• STATED EXERCISE A:
Using the passage on equilibrium and economic statics, answer these:
(i) Which problem does the passage place at the centre?
(ii) Between which two parts of the economy is the presentation's fundamental divorce/scission drawn?
(iii) From which work and year is the passage taken?
• STATED EXERCISE B:
Pick up the passage on equilibrium and economic statics after its last sentence and carry it forward.

***** SUPPLIED PASSAGE *****

Commentary on Political Economy

Friday, 25 September 2020

THE VALUE OF VALUE AND THE PRICE OF PRICES - The Methodological Divide of Economic Analysis (Schumpeter and Robinson)


THE VALUE OF VALUE AND THE PRICE OF PRICES - The Methodological Divide of Economic Analysis


I would like to say that the concrete results for my purpose are of only secondary importance. In any case, as I said, I do not strive for systematic completeness. Cure a relatively small number of basic sentences is to be demonstrated. At the centre is the problem of equilibrium, the importance of which is small from the point of view of practical applications of theory, but which is fundamental to science. In Germany, it has not received sufficient attention and it is important to stress that it is the basis of our exact system.  The exchange, price and money theory and their main application, the exact distribution theory, are based on it and most of the following explanations are dedicated to them. These things form that part of the national economy that is ripe for exact treatment and to which one has been given so far.

My presentation is based on the fundamental divorce/scission [Scheidung] between the "static" and "dynamics" of the economy, a point whose importance cannot be overemphasized. For the time being, the methods of pure economics are sufficient only for the former, and only in the former yield their most important results. The "dynamics" in every respect is something completely different from the "statics", methodically as well as in content. This divorce/scission [Scheidung] is not something new. (J. Schumpeter, Introduction to The Essence and Content of Theoretical Economics, 1908).

***** DATA SECTION *****

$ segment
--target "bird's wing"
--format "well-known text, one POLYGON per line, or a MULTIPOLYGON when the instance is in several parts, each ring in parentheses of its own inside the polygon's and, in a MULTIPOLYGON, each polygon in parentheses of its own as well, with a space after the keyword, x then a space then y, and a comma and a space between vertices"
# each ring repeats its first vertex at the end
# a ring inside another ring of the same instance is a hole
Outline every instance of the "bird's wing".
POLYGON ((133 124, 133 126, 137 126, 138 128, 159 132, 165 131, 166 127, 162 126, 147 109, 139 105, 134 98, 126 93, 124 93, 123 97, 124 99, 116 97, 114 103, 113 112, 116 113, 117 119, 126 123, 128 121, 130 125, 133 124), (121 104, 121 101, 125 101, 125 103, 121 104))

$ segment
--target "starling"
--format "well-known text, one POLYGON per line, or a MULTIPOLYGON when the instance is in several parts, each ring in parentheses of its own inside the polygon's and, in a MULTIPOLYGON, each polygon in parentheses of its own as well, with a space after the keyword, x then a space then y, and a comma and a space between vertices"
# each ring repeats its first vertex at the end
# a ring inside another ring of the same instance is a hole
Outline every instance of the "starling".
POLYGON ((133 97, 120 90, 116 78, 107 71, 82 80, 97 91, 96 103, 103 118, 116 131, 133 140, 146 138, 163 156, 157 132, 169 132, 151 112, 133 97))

*****
***** DATA SECTION *****

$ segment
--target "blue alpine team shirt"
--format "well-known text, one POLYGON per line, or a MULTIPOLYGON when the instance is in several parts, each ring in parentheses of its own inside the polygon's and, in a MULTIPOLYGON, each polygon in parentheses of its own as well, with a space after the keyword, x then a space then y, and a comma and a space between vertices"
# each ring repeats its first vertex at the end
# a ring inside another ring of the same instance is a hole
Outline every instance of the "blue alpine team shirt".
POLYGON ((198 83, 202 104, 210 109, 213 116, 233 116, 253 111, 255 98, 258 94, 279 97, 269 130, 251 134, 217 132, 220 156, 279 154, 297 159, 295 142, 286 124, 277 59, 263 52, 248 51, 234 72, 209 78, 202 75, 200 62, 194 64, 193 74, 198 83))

*****
***** DATA SECTION *****

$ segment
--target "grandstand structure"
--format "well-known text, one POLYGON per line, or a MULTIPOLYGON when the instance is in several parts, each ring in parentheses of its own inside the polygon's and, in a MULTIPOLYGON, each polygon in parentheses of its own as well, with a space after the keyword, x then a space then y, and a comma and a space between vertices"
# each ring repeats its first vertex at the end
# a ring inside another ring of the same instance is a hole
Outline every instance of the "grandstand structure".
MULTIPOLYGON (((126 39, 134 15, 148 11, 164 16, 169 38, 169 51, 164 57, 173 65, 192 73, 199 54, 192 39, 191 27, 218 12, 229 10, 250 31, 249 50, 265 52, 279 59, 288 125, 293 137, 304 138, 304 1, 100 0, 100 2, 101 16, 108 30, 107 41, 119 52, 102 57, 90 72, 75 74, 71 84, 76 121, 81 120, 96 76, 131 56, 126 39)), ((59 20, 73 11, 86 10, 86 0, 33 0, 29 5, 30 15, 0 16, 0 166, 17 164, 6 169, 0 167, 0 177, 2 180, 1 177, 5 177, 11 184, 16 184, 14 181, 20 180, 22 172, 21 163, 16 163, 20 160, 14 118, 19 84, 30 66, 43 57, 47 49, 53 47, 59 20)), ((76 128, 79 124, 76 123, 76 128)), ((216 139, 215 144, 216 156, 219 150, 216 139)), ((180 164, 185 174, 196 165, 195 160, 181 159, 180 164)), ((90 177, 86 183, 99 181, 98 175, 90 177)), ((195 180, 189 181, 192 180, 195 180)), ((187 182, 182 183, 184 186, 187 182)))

*****

• TASK ANSWER A:
(i) The problem of equilibrium.
(ii) The "static" and the "dynamics" of the economy.
(iii) J. Schumpeter's Introduction to The Essence and Content of Theoretical Economics, 1908.

• TASK ANSWER B:
A cynic, quipped Oscar Wilde, is someone who knows the price of everything and the value of nothing. An equilibrium schema describes how a set of prices clears markets when the supply of goods meets the demand for them. But the very equivalence of supply and demand in price proves to be the very undoing of equilibrium theory as a theory. Because it does not explain why a given price secures the equivalence of supply and demand. To do so, the price should tell us “what” it is the price of! A system of relative prices will not do, because aggregate relative prices will always (by definition!) be equivalent to whatever aggregate we say that demand and supply consist of – marginal utility (Menger, Jevons, Walras), labour (Classical Political Economy), or socially necessary labour time (Marx). An aggregate will always be equivalent to, and therefore in equilibrium with, another aggregate! This is a tautology.


And such an equilibrium theory will never be able to explain how the system it describes, but does not explain, can ever move out of equilibrium, except through external shocks or exogenous factors – in other words, by evading any theoretical explanation intrinsic to the equilibrium system itself! Schumpeter is therefore entirely wrong to opine that for the time being, the methods of pure economics are sufficient only for [equilibrium analysis]” because these methods will never be able to deal with “dynamic” theory, with a theory that explains why as well as how an economy changes due to endogenous or internal forces. – Which is why Schumpeter is right in his very next proposition: - namely, that “the ‘dynamics’ in every respect is something completely different from the ‘statics’, methodically as well as in content”. So this is the Scheidung – the scission, the fracture, the chasm, the yawning gap at the heart of bourgeois economic science that Schumpeter identifies as early as 1908 and that still troubles him thirty years later:


Walras ... would have said (and, as a matter of fact, he did say it to me the only time that I had the opportunity to converse with him) that of course economic life is essentially passive and merely adapts itself to the natural and social influences which may be acting on it, so that the theory of a stationary process constitutes really the whole of theoretical economics and that as economic theorists we cannot say much about the factors that account for historical change, but must simply register them. ... I felt very strongly that this was wrong....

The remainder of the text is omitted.